Collected data entries:
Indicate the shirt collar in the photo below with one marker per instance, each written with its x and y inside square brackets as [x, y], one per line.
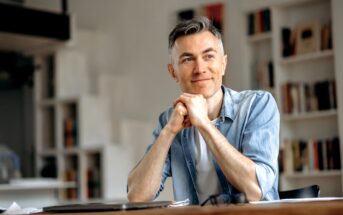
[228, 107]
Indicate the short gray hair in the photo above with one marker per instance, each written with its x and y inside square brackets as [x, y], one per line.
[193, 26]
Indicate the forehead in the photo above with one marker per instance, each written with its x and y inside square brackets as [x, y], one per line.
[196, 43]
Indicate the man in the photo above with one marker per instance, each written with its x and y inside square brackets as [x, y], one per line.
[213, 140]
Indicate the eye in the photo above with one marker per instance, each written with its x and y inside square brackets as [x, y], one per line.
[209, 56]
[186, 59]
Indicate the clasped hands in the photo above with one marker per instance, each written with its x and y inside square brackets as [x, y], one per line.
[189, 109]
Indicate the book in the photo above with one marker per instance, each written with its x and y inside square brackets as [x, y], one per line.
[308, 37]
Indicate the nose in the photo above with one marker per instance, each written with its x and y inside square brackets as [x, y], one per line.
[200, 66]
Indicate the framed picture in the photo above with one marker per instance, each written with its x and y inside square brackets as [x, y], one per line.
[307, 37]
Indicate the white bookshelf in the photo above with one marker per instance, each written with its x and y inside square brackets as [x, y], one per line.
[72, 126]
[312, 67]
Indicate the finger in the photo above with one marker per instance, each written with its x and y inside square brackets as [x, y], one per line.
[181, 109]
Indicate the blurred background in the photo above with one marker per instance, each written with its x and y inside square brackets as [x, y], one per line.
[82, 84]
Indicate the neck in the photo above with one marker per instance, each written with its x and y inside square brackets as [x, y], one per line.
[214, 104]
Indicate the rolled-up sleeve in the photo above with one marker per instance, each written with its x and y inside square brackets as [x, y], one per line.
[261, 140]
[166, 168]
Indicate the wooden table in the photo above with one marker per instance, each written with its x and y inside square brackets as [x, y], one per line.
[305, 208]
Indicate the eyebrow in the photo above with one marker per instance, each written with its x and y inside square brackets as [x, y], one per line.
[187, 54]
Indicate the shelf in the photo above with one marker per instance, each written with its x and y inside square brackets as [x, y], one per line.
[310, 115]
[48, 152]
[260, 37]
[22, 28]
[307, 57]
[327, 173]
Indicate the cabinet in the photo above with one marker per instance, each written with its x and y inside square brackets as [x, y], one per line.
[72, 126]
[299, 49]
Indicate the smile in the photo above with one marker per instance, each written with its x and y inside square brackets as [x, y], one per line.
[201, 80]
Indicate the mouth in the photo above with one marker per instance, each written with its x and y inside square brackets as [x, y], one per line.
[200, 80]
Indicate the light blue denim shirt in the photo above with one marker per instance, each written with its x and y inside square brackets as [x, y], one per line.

...

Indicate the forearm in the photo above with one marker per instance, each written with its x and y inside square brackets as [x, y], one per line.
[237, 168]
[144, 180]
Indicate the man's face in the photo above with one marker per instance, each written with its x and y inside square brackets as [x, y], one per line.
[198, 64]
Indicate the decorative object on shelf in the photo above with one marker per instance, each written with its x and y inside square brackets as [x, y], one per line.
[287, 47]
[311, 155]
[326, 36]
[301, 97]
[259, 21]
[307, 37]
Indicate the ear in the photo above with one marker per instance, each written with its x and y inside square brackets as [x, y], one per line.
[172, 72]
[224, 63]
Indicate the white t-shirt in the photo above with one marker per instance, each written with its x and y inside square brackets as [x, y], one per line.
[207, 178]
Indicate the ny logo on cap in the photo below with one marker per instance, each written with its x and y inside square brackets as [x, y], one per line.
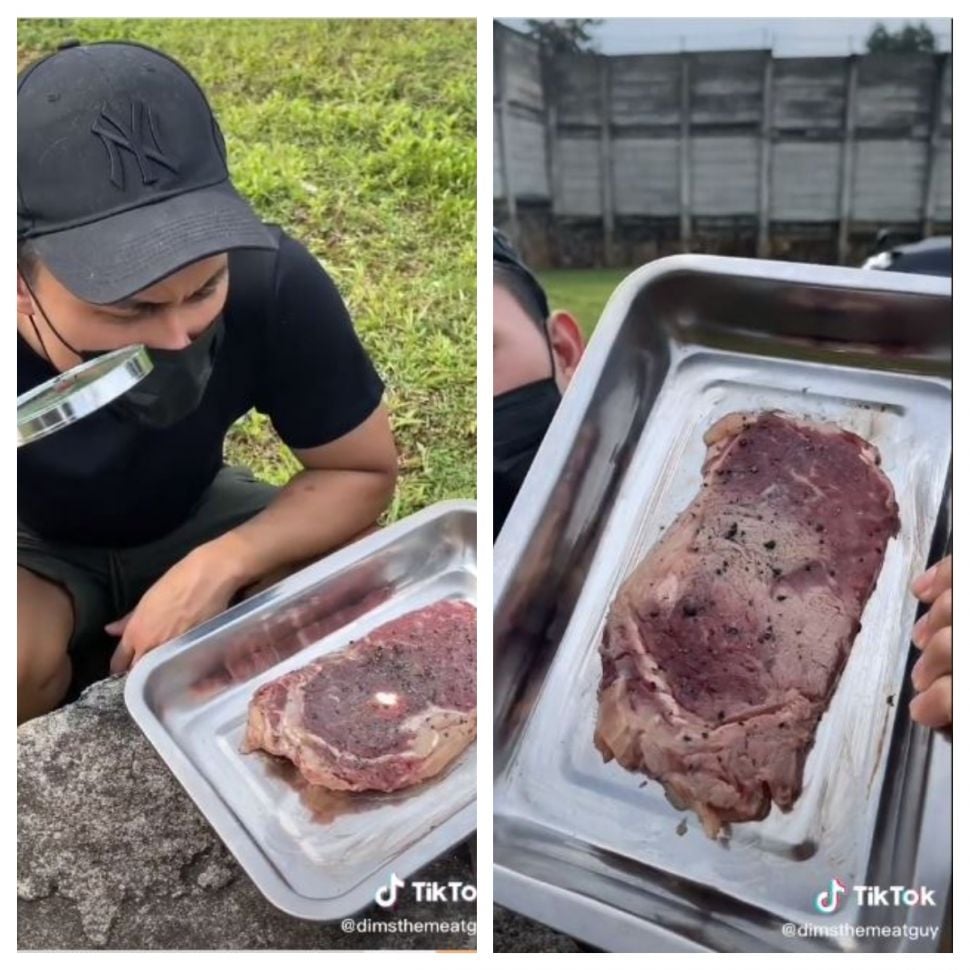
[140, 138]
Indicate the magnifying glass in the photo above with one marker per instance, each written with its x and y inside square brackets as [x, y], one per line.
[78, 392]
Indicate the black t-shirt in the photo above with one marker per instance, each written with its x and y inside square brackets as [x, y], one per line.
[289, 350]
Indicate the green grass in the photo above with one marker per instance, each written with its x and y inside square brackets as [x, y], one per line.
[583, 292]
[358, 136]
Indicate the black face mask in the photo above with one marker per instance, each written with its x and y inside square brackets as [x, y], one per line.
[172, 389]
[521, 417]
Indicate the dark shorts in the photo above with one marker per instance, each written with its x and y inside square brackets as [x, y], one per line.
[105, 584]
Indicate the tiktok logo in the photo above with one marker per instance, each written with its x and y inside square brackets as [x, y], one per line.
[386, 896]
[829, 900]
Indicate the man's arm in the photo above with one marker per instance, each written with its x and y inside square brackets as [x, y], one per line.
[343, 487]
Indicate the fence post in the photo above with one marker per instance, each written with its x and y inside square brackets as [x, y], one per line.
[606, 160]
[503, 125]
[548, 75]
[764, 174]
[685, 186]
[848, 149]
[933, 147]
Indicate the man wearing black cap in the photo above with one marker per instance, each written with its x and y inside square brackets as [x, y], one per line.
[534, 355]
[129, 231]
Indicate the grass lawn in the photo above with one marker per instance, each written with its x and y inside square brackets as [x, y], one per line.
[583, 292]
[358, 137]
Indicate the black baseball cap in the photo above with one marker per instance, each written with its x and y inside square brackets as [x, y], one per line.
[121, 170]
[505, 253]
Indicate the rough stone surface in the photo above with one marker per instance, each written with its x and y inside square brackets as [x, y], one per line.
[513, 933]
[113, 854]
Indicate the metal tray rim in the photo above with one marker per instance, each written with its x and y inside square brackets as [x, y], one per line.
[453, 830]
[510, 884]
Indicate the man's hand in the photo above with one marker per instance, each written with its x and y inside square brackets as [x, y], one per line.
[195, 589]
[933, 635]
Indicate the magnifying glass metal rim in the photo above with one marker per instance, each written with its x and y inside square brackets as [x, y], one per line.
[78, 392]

---

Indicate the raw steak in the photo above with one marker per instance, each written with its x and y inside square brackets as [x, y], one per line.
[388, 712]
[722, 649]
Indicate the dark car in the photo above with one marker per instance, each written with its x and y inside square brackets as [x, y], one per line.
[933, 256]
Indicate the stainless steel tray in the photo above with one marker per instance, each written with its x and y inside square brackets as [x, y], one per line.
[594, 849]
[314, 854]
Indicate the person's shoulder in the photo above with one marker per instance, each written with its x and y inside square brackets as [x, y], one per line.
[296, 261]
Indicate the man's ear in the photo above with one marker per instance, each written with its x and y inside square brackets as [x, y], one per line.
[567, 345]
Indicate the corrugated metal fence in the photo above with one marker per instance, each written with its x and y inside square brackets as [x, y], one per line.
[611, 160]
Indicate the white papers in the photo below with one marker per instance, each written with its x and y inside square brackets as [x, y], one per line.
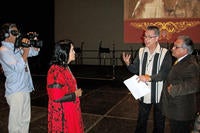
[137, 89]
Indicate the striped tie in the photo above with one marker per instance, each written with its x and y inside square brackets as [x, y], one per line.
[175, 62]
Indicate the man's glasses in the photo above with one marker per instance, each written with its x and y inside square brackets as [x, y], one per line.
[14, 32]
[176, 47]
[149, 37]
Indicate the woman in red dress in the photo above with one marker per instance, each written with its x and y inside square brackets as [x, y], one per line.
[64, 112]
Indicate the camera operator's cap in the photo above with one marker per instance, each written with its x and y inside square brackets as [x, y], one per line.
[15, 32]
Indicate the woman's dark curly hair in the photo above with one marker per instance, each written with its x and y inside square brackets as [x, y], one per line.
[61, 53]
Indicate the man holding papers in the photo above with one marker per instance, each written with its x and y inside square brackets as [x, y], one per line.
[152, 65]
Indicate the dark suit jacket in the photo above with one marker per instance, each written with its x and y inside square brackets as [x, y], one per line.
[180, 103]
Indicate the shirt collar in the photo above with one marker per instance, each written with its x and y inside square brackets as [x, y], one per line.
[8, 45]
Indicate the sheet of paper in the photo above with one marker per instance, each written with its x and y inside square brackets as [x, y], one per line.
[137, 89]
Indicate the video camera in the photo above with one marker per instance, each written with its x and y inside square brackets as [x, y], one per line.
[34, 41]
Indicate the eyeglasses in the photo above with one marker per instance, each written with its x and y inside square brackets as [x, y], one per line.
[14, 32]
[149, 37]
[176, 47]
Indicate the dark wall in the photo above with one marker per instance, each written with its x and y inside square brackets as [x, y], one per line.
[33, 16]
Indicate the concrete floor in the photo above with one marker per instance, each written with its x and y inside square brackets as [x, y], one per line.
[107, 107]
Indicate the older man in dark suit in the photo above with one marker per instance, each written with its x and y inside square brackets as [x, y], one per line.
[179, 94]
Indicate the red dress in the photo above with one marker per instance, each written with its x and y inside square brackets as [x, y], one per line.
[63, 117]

Written task: Show each line in the records above that contains the word "camera", copying every such line in full.

Result below:
Indicate the camera operator's cap in the photo above with one marker per instance, each written with its x and y inside square brackets as [x, y], one per line.
Indicate the video camera in the photo above with one marker per instance, each written with its x and y inside square brackets as [x, y], one per line.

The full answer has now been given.